**Text block:**
'''
Two assassins are hired to kill a dictator. They follow his every move for months, and find out that every day at noon he goes outside and does his stretching exercises.
So the assassins set up shop right across the street, get all of their sights set, load the guns, and have everything ready to go.
Noon comes, no dictator… 10 minutes longer… no dictator.
One assassin turns to the other and says, “Gee, I hope nothing happened to him.”
A motorist driving by a ranch hit and killed a calf that was crossing the road. The driver went to the owner of the calf and explained what had happened. He then asked what the animal was worth.
“Oh, about $200 today,” said the rancher. “But in six years it would have been worth $900. So $900 is what I’m out.”
The motorist sat down and wrote out a check and handed it to the farmer. “Here,” he said, “is the check for $900. It is post-dated six years from now.”
Reaching the end of a job interview, the Human Resources Person asked a young Engineer fresh out of MIT, “And what starting salary were you looking for?”
The Engineer said, “In the neighbourhood of $125,000 a year, depending on the benefits package.”
The interviewer said, “Well, what would you say to a package of 5-weeks vacation, 14 paid holidays, full medical and dental, company matching retirement fund to 50% of salary, and a company car leased every 2 years say, a red Corvette?”
The Engineer sat up straight and said, “Wow! Are you kidding?”
And the interviewer replied, “Yeah, but you started it.”
'''
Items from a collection
'''
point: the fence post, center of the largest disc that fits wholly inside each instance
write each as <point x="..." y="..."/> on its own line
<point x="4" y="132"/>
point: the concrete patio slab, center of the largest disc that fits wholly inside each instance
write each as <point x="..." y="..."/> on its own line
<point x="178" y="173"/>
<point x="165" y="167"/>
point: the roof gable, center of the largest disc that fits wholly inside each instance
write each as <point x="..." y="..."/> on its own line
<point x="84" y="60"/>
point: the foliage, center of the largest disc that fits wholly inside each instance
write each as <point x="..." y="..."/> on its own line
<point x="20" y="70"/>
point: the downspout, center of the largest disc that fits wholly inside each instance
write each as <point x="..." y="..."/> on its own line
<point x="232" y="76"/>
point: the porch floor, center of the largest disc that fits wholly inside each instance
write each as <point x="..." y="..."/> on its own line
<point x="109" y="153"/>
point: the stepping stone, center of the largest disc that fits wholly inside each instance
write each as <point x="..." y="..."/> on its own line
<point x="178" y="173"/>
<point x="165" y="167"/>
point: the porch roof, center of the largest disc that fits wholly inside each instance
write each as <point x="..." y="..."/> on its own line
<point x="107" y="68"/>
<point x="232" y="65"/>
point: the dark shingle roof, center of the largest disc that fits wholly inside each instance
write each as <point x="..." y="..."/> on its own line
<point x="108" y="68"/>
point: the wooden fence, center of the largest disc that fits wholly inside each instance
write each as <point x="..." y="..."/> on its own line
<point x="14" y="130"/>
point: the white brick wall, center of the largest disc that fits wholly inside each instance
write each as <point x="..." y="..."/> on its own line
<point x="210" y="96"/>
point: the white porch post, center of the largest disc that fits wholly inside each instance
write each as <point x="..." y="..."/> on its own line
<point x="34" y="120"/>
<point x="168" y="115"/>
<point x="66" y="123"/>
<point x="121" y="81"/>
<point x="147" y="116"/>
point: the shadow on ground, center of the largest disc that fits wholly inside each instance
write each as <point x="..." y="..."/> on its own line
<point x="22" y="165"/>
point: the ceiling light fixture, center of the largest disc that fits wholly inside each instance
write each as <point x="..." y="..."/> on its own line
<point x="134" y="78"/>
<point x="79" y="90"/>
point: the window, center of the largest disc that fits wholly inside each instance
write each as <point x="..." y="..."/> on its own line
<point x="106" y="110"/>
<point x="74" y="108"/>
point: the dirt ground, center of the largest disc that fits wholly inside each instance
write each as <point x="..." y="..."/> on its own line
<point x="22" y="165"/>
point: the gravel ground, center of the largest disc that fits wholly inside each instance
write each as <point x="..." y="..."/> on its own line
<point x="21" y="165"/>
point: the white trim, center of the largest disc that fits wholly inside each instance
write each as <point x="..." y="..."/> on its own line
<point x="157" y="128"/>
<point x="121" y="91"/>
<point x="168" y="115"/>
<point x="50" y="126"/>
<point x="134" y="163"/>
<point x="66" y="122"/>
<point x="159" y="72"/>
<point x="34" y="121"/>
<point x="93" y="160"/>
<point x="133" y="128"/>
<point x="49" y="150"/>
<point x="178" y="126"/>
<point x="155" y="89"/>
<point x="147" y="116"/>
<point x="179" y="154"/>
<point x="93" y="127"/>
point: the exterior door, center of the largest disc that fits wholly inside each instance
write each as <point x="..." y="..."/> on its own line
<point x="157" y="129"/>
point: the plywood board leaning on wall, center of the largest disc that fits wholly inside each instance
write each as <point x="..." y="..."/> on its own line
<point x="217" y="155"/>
'''
**Prompt 1:** How would you restate the jokes' paragraph beginning "Two assassins are hired" as one shorter sentence that keeps its main facts?
**Prompt 2:** Could you reproduce the jokes between "Two assassins are" and "longer… no dictator.", inclusive, replacing "dictator" with "general" everywhere it occurs?
Rely only on the jokes when answering.

**Task answer 1:** Two assassins hired to kill a dictator track him for months and learn that he goes outside every day at noon to do his stretching exercises.

**Task answer 2:**
Two assassins are hired to kill a general. They follow his every move for months, and find out that every day at noon he goes outside and does his stretching exercises.
So the assassins set up shop right across the street, get all of their sights set, load the guns, and have everything ready to go.
Noon comes, no general… 10 minutes longer… no general.